◆ Exercise objective ◆
Copy the data below verbatim, starting at the line that contains "the dark wood" and continuing through the end of the data. Omit the pictures from your copy.

◆ Source material ◆
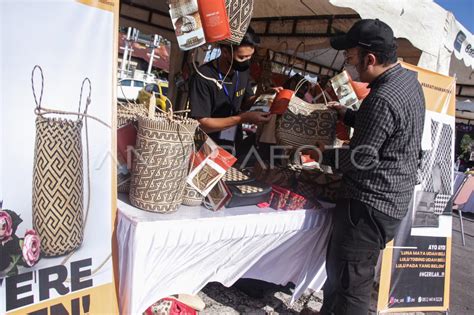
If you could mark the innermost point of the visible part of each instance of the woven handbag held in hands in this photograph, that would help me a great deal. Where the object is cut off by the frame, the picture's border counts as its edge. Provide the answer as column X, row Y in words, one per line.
column 306, row 124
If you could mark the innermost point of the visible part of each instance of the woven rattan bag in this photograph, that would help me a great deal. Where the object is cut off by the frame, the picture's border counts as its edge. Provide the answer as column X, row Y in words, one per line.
column 239, row 13
column 58, row 194
column 306, row 124
column 161, row 162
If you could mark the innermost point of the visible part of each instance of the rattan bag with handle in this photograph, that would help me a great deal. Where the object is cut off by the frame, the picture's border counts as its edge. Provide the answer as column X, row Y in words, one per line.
column 239, row 13
column 304, row 123
column 58, row 193
column 161, row 161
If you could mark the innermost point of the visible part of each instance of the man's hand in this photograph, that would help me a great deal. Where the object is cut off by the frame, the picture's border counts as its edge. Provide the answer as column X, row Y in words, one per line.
column 255, row 117
column 341, row 109
column 273, row 90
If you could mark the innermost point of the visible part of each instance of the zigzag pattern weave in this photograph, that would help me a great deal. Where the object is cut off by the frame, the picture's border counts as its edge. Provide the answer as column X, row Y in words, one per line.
column 306, row 124
column 240, row 14
column 58, row 185
column 160, row 163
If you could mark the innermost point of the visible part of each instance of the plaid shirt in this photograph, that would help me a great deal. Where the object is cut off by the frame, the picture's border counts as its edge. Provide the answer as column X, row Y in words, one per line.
column 386, row 143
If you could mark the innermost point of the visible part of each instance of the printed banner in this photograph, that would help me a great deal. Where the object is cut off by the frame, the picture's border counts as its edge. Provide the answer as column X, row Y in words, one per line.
column 415, row 273
column 58, row 61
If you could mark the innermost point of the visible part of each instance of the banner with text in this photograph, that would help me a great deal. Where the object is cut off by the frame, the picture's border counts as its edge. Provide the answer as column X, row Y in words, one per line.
column 57, row 203
column 415, row 271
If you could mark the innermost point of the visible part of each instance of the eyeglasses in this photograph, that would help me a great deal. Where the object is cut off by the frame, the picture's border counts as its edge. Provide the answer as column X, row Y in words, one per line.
column 348, row 57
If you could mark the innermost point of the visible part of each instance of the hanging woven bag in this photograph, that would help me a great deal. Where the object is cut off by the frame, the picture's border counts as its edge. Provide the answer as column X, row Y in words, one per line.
column 239, row 13
column 58, row 193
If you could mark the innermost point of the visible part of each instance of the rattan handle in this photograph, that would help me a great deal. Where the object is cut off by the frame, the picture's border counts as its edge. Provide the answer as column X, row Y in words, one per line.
column 88, row 101
column 38, row 103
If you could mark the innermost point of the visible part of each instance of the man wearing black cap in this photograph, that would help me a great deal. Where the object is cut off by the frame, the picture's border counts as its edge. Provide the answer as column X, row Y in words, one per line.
column 379, row 167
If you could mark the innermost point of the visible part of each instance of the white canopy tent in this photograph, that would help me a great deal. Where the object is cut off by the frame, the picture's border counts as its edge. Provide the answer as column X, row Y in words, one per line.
column 428, row 35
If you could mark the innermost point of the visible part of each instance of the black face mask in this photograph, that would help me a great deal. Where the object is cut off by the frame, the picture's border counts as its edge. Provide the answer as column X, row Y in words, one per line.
column 241, row 65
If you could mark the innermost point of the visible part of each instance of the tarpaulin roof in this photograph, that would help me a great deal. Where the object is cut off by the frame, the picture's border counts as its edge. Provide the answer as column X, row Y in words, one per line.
column 428, row 34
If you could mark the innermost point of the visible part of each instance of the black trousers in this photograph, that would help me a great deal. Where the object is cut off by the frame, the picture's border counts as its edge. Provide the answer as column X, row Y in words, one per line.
column 359, row 233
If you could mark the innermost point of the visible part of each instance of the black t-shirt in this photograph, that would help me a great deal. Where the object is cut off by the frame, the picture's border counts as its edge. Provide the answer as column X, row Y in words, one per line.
column 207, row 100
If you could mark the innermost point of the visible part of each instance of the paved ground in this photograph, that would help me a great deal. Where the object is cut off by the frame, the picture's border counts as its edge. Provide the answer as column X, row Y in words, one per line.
column 222, row 300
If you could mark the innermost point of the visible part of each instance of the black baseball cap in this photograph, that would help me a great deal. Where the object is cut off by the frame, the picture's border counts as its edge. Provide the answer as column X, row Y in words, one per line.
column 373, row 35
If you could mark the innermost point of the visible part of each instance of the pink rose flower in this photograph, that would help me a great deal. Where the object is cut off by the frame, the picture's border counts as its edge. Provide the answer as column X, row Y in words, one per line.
column 6, row 225
column 31, row 247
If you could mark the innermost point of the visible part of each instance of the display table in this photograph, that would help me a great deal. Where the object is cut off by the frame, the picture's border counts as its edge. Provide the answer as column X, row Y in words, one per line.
column 164, row 254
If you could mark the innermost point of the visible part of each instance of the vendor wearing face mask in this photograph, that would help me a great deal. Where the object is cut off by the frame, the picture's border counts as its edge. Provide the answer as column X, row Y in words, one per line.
column 220, row 110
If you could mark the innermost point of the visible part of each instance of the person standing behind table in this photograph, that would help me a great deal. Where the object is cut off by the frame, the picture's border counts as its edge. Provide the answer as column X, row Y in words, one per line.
column 220, row 110
column 379, row 179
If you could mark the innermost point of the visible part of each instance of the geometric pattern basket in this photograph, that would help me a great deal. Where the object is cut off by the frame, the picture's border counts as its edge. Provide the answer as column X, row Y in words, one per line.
column 58, row 185
column 306, row 124
column 239, row 13
column 160, row 163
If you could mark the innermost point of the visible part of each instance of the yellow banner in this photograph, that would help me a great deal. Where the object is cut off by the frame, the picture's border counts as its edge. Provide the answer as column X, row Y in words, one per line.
column 100, row 4
column 439, row 90
column 98, row 300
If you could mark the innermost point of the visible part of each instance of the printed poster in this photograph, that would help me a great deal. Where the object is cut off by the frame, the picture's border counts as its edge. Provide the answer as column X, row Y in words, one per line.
column 415, row 273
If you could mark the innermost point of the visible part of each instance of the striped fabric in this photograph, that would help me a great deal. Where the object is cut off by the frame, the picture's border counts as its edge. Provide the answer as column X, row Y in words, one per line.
column 379, row 168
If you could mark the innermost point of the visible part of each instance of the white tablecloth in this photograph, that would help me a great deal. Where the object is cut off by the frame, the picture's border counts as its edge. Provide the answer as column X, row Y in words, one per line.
column 164, row 254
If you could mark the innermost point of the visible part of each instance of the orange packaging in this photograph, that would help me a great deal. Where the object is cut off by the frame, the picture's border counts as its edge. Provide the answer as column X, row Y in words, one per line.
column 214, row 20
column 281, row 101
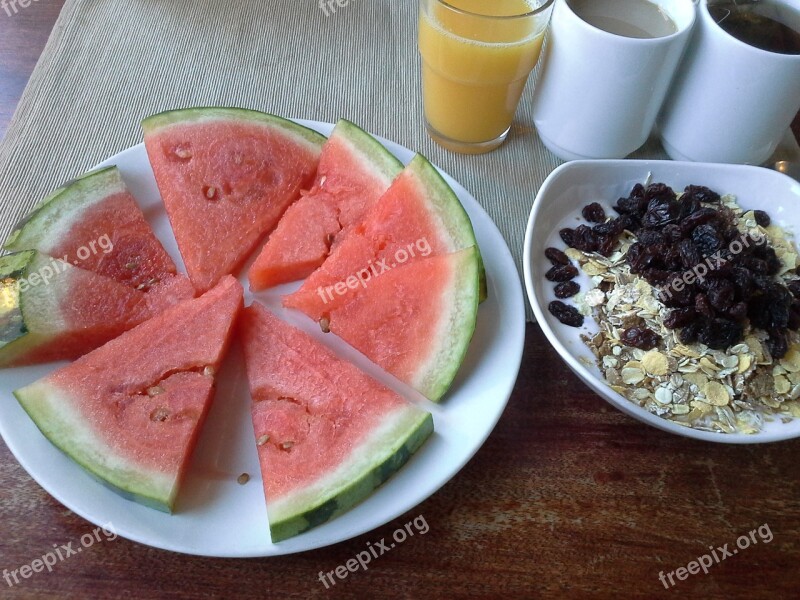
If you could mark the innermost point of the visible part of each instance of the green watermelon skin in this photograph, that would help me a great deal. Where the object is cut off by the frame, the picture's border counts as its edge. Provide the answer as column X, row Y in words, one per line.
column 227, row 175
column 51, row 310
column 354, row 171
column 94, row 222
column 130, row 412
column 327, row 434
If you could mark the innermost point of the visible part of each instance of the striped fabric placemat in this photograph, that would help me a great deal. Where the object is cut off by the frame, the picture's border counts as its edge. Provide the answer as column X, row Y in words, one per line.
column 109, row 64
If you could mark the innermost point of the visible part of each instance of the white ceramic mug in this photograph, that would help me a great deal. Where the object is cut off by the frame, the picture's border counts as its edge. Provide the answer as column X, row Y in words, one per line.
column 599, row 93
column 731, row 102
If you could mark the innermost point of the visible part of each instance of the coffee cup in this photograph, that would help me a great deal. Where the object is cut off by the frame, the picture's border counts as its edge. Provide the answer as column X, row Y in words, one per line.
column 606, row 70
column 732, row 102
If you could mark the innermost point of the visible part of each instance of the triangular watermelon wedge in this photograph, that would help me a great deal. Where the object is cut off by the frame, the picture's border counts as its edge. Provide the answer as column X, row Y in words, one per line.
column 51, row 310
column 415, row 321
column 419, row 216
column 327, row 434
column 95, row 223
column 226, row 176
column 354, row 171
column 130, row 412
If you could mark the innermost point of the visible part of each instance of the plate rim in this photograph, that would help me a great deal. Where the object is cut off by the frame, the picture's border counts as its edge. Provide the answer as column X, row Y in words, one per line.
column 512, row 310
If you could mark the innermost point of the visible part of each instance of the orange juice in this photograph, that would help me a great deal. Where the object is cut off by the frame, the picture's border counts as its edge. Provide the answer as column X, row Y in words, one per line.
column 476, row 58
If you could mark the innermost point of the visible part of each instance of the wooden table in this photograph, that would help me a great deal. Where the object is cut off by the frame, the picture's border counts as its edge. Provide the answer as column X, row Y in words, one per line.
column 568, row 498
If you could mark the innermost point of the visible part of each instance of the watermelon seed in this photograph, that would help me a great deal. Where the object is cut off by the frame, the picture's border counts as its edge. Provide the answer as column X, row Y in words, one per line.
column 156, row 390
column 159, row 415
column 183, row 153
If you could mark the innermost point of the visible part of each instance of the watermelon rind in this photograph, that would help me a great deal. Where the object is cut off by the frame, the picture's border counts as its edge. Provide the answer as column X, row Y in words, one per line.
column 50, row 408
column 376, row 158
column 203, row 114
column 443, row 202
column 29, row 316
column 450, row 343
column 62, row 208
column 381, row 454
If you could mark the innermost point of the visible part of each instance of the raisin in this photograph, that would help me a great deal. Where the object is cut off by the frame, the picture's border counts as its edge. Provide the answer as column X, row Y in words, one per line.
column 672, row 233
column 703, row 306
column 650, row 237
column 690, row 255
column 706, row 238
column 720, row 294
column 762, row 218
column 640, row 337
column 738, row 312
column 567, row 236
column 567, row 289
column 612, row 228
column 701, row 193
column 556, row 256
column 720, row 333
column 605, row 245
column 680, row 317
column 660, row 214
column 700, row 217
column 594, row 213
column 568, row 315
column 561, row 273
column 659, row 191
column 584, row 239
column 690, row 333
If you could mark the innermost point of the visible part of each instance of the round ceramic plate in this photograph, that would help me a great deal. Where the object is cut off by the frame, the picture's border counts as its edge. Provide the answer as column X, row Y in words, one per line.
column 215, row 515
column 558, row 204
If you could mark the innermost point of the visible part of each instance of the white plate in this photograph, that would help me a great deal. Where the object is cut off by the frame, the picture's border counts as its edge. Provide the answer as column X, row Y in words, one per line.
column 558, row 204
column 215, row 516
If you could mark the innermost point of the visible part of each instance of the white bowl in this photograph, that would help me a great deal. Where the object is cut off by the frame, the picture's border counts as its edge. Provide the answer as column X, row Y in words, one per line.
column 558, row 204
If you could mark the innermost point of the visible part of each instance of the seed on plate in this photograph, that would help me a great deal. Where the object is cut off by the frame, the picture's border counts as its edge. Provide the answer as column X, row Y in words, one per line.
column 159, row 415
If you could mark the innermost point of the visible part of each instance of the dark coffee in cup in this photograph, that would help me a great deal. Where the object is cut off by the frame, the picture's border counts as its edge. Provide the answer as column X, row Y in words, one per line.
column 760, row 24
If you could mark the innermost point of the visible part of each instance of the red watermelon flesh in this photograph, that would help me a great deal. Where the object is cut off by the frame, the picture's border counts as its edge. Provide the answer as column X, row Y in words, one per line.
column 226, row 177
column 419, row 216
column 54, row 311
column 354, row 171
column 95, row 223
column 415, row 321
column 130, row 411
column 327, row 434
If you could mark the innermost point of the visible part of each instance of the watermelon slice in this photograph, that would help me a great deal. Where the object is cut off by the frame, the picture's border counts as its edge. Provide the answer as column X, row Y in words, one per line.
column 130, row 412
column 419, row 216
column 95, row 223
column 327, row 434
column 50, row 310
column 226, row 176
column 415, row 321
column 354, row 171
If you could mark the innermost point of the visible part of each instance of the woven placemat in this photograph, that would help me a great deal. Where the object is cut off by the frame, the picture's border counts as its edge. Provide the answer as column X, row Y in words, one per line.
column 109, row 64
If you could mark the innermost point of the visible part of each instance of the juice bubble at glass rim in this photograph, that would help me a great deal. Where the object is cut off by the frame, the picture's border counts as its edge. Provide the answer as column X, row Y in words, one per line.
column 476, row 58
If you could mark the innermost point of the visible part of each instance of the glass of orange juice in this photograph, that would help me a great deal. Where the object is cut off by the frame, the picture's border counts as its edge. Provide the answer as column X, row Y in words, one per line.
column 476, row 58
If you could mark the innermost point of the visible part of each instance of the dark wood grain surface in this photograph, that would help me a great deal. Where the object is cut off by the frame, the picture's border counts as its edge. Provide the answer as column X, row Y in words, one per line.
column 568, row 498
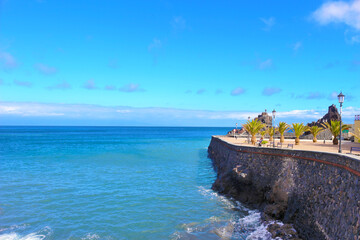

◆ Reply ◆
If you could mark the innermost point of the visible part of each instance of the dark wood grain surface in this photograph, that would help me a great deal. Where the object is cut off by the frame, the picture's border counts as its edge. Provide the answer as column X, row Y in words, one per line.
column 568, row 498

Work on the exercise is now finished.